INSIEME DI COMPITI:
- A) Elenchi tutti i reati per i quali, secondo la sentenza, fu emesso il decreto di fermo.
- B) Riproduca fedelmente, dalla sentenza, il tratto che va da "Il 15 febbraio" fino a "giudice territorialmente incompetente.".

BRANO FORNITO:
——————

Cass. pen. Sez. I, Sent., (ud. 08-07-2011) 01-08-2011, n. 30516

Sentenza scelta dal dott. Domenico Cirasole direttore del sito giuridico http://www.gadit.it/

Svolgimento del processo

1. C. e G.G. venivano raggiunti il 13.2.2010, in Arpaia (Benevento), da decreto di fermo emesso nei loro confronti dal Pubblico ministero, in funzione di componente la Direzione Distrettuale Antimafia di Napoli, per i reati di esercizio abusivo di attività finanziaria, usura continuata, e tentata estorsione, tutti aggravati ai sensi del D.L. n. 152 del 1991, art. 7 sotto l’aspetto dell’avvalimento di modalità mafiose.

Il 15 febbraio 2010 il Giudice per le indagini preliminari del Tribunale di Benevento, rigettava sia la richiesta di convalida sia la richiesta di emissione di misura cautelare osservando, quanto alla prima, che non v’era prova di pericolo di fuga; quanto alla seconda, che l’ipotesi accusatola riposava esclusivamente sulle dichiarazioni della persona offesa, insufficienti a fondare un grave quadro indiziario dal momento che non avevano trovato alcuna conferma nelle intercettazione e nelle perquisizioni; che non emergeva, in ogni caso, alcuna ragione d’urgenza perchè dovesse provvedere sulla richiesta di misura il giudice territorialmente incompetente.

——————

Voci di dati
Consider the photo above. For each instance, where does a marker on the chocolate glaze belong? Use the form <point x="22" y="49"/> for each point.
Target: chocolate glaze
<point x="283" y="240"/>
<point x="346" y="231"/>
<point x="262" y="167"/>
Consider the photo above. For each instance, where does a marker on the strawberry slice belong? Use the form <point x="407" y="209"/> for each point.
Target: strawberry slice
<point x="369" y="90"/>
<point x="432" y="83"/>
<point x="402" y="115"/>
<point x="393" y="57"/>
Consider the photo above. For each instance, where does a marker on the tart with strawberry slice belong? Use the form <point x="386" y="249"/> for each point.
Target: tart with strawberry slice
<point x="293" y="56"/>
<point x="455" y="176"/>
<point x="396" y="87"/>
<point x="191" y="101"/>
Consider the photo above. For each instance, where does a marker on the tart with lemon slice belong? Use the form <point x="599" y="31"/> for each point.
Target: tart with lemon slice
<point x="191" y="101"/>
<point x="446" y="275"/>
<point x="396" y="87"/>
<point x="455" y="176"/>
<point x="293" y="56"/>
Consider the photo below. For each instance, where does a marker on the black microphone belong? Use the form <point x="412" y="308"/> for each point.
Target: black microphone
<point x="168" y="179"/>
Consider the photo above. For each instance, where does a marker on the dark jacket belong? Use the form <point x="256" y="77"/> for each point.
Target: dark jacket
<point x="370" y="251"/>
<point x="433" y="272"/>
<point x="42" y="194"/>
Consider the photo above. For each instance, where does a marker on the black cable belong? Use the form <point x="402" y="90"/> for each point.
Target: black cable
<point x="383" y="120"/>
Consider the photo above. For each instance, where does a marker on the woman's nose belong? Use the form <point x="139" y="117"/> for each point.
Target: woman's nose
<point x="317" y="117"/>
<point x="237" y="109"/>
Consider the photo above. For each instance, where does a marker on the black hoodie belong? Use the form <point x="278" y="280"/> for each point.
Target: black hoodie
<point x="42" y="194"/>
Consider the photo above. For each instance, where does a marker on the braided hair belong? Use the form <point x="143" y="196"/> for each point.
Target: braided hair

——————

RISPOSTE PER COMPITO:
- A)
- esercizio abusivo di attività finanziaria
- usura continuata
- tentata estorsione

- B)
Il 15 febbraio 2010 il Giudice per le indagini preliminari del Tribunale di Benevento, rigettava sia la richiesta di convalida sia la richiesta di emissione di misura cautelare osservando, quanto alla prima, che non v’era prova di pericolo di fuga; quanto alla seconda, che l’ipotesi accusatola riposava esclusivamente sulle dichiarazioni della persona offesa, insufficienti a fondare un grave quadro indiziario dal momento che non avevano trovato alcuna conferma nelle intercettazione e nelle perquisizioni; che non emergeva, in ogni caso, alcuna ragione d’urgenza perchè dovesse provvedere sulla richiesta di misura il giudice territorialmente incompetente.